**Exercise description:** Identify every line in the records below that contains the word "target", and reproduce each one.

Saved entries
--------------------------------------------------

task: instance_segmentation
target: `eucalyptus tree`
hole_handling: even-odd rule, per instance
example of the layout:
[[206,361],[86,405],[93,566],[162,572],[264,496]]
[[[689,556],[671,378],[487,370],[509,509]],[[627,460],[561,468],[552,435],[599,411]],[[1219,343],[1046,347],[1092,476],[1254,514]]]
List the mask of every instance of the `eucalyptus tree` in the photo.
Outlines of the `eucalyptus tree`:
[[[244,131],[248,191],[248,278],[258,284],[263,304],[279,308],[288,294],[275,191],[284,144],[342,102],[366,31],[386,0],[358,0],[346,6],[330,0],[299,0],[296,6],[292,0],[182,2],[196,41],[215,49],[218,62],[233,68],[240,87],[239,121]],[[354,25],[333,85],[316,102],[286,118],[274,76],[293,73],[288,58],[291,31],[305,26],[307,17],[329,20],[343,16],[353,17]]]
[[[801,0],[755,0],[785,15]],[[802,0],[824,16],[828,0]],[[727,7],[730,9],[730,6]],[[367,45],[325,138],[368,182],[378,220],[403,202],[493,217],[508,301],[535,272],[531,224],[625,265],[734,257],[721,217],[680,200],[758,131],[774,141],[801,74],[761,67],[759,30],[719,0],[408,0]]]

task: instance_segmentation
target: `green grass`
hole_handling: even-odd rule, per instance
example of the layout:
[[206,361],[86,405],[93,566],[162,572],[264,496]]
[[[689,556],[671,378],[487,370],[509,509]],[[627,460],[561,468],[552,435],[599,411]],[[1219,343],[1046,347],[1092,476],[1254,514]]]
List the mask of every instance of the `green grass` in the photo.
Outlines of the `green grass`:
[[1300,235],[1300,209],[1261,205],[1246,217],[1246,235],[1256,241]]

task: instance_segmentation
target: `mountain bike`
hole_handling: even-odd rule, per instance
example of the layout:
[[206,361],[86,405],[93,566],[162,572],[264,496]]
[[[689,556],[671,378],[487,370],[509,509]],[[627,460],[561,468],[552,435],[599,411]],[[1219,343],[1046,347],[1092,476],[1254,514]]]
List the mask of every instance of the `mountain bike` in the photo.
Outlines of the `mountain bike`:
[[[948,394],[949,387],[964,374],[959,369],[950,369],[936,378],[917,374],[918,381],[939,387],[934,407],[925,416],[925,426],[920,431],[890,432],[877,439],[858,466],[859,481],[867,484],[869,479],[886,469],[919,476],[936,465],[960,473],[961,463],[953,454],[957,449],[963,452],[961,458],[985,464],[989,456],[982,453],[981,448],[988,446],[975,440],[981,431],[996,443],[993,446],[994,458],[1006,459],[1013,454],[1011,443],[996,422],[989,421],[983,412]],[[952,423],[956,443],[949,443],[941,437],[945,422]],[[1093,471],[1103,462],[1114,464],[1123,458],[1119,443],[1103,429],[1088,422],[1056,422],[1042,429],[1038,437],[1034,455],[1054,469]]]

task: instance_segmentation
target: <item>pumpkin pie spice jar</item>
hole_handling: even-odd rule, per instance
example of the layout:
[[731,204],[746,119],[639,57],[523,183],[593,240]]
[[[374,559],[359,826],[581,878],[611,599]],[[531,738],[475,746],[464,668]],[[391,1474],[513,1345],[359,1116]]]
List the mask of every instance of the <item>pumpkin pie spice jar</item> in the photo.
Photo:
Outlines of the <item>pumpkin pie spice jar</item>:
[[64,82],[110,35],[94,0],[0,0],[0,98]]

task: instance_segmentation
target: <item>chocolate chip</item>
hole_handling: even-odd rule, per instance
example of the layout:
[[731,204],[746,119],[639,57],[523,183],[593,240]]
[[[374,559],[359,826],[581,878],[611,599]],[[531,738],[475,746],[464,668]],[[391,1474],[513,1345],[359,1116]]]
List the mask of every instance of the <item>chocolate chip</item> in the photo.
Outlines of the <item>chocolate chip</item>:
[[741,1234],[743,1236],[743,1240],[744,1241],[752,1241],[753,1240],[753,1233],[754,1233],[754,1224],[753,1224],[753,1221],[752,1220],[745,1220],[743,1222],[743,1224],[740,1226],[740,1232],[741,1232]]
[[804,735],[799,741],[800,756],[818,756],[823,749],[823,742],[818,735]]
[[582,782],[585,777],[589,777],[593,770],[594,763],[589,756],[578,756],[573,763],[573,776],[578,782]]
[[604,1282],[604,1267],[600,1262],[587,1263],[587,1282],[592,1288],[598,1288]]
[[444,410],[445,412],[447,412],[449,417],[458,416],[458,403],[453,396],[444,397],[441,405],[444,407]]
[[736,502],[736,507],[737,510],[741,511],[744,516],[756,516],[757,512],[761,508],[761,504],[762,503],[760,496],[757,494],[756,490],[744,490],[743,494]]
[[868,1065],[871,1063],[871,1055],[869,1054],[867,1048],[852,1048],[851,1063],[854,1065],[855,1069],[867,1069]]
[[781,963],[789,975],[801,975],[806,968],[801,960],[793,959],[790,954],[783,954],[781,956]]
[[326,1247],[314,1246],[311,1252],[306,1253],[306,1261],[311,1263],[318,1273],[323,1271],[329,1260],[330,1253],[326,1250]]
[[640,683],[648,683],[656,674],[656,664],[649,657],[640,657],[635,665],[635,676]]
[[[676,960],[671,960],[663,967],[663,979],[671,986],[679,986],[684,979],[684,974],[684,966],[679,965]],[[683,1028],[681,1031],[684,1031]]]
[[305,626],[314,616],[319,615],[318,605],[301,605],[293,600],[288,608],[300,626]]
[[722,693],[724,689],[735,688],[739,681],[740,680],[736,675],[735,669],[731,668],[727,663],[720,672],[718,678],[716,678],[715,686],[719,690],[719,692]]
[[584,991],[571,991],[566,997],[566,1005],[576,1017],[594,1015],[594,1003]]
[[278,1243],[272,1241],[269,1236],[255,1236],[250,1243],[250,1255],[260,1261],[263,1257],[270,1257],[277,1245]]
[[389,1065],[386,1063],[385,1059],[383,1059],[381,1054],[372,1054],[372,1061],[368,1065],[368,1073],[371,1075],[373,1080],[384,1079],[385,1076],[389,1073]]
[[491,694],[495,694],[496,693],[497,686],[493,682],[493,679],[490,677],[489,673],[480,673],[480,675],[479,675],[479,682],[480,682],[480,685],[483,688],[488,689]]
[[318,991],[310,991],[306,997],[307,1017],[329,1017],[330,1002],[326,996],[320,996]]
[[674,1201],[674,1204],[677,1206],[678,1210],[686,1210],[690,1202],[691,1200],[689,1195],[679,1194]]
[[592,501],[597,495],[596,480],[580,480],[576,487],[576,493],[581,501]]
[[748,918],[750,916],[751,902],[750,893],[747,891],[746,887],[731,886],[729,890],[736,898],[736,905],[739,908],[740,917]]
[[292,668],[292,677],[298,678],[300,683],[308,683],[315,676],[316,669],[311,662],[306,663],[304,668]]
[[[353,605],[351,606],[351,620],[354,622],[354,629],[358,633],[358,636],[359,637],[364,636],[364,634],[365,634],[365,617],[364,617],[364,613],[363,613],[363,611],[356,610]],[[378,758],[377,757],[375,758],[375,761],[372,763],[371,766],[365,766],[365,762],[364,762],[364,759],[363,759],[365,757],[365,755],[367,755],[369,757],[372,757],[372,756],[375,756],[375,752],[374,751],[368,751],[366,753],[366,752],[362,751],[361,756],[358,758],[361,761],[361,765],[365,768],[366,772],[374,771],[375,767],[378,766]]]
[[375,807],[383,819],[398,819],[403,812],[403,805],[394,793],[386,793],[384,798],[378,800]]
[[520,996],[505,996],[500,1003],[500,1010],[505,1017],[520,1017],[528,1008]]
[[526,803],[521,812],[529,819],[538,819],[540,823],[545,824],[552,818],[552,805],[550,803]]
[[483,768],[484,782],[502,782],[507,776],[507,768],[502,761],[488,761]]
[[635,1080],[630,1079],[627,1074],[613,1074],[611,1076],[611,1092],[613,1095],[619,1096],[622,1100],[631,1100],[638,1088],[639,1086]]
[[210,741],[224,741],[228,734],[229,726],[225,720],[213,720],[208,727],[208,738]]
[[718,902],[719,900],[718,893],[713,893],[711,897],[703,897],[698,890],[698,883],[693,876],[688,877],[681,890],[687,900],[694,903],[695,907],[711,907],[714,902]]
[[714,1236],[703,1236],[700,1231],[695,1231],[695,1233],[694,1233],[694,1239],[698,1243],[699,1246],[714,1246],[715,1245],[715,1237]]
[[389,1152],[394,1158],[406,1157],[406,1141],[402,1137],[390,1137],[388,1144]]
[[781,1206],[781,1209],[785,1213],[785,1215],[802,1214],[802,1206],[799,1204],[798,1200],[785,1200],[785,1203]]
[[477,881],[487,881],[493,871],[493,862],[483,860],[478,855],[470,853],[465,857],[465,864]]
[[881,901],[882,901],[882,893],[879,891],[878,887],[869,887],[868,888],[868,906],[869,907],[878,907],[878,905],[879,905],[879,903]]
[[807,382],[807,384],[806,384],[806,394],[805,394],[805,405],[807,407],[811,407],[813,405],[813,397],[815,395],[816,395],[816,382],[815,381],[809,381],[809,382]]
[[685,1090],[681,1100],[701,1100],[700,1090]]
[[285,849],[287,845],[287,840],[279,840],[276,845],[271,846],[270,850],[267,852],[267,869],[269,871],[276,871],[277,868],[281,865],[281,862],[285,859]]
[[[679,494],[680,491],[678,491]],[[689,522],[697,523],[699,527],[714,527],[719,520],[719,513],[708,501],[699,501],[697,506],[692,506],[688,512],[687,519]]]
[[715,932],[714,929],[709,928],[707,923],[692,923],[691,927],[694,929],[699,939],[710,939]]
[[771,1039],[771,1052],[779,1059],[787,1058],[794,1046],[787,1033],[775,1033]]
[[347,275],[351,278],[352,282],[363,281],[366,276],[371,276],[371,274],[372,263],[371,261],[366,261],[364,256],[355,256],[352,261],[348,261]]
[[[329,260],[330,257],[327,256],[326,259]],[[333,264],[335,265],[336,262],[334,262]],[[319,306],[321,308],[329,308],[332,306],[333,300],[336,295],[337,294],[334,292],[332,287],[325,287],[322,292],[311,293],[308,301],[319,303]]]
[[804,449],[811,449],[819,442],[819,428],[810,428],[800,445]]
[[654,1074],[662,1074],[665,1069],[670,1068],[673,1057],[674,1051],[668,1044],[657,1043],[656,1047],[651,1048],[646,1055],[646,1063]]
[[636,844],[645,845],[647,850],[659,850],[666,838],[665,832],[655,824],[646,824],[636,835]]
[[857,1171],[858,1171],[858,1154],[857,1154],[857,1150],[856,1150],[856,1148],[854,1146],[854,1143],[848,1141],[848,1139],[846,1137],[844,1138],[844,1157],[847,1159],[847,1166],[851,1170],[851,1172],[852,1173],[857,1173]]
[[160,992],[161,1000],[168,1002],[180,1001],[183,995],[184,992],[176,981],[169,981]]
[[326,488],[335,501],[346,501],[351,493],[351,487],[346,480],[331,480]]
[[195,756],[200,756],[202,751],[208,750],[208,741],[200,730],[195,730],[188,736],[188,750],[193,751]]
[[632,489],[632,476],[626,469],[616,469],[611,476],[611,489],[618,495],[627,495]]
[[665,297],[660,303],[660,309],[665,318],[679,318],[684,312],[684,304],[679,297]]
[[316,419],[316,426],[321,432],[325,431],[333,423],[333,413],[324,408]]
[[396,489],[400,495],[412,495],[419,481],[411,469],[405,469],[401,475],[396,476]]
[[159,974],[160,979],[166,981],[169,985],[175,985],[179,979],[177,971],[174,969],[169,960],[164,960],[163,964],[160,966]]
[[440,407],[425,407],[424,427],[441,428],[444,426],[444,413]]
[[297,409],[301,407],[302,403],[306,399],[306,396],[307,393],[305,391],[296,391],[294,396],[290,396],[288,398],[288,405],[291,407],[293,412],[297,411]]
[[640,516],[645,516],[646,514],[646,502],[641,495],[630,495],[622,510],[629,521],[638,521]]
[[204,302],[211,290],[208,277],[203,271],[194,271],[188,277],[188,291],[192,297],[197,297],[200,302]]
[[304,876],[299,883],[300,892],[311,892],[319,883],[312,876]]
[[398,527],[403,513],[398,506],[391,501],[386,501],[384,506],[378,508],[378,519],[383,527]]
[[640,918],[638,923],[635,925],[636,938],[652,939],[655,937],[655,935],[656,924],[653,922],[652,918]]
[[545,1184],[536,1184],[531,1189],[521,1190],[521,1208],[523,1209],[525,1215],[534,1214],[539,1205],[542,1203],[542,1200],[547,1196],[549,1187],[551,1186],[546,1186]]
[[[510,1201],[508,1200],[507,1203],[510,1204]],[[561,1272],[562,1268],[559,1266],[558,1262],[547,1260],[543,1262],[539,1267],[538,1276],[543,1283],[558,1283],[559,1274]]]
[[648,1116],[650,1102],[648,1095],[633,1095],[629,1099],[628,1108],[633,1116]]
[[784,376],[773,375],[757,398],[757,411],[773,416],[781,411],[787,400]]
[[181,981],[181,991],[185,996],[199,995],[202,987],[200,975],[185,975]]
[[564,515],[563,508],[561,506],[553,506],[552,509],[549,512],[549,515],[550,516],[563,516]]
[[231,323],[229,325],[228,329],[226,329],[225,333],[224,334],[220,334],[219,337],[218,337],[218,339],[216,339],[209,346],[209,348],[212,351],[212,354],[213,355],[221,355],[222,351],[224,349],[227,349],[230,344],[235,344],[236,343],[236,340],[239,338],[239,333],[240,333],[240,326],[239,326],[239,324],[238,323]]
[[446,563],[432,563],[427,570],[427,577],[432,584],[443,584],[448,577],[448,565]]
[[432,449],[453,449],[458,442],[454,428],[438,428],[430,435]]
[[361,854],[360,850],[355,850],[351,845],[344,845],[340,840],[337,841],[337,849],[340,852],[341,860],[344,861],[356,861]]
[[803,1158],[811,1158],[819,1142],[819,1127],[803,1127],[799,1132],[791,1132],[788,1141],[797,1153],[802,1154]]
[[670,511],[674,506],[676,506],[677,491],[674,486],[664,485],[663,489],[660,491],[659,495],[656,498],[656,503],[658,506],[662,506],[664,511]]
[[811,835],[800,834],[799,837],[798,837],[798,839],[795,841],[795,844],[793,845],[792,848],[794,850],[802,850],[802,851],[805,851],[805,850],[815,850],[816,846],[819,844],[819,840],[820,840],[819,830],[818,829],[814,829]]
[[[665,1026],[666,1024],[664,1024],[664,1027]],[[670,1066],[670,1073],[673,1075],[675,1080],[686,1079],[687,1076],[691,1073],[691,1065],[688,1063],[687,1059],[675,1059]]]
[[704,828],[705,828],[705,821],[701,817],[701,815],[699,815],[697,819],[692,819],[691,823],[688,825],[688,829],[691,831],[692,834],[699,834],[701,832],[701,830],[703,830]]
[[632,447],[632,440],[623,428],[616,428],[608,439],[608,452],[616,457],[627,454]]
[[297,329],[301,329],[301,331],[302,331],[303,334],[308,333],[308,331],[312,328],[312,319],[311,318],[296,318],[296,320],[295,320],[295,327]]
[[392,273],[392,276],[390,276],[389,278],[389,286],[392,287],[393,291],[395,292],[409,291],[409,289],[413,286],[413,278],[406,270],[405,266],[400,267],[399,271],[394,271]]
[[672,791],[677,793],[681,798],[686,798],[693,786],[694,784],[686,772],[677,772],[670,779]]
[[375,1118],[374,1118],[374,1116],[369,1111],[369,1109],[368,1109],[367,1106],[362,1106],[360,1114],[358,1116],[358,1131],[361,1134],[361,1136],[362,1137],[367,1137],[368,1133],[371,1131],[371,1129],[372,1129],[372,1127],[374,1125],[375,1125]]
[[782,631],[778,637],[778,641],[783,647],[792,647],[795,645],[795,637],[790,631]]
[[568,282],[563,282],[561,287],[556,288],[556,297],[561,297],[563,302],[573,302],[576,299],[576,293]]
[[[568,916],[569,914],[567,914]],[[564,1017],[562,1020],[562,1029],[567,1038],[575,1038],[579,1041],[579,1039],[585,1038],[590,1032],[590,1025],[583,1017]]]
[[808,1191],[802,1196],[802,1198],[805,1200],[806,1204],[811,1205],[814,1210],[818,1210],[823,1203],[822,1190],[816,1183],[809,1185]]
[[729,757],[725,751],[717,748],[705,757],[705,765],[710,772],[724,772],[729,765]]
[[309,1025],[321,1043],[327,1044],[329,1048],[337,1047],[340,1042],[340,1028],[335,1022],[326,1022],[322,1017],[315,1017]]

--------------------------------------------------

**Answer:**
target: `eucalyptus tree`
target: `green grass`
target: `mountain bike`
target: <item>pumpkin pie spice jar</item>
target: <item>chocolate chip</item>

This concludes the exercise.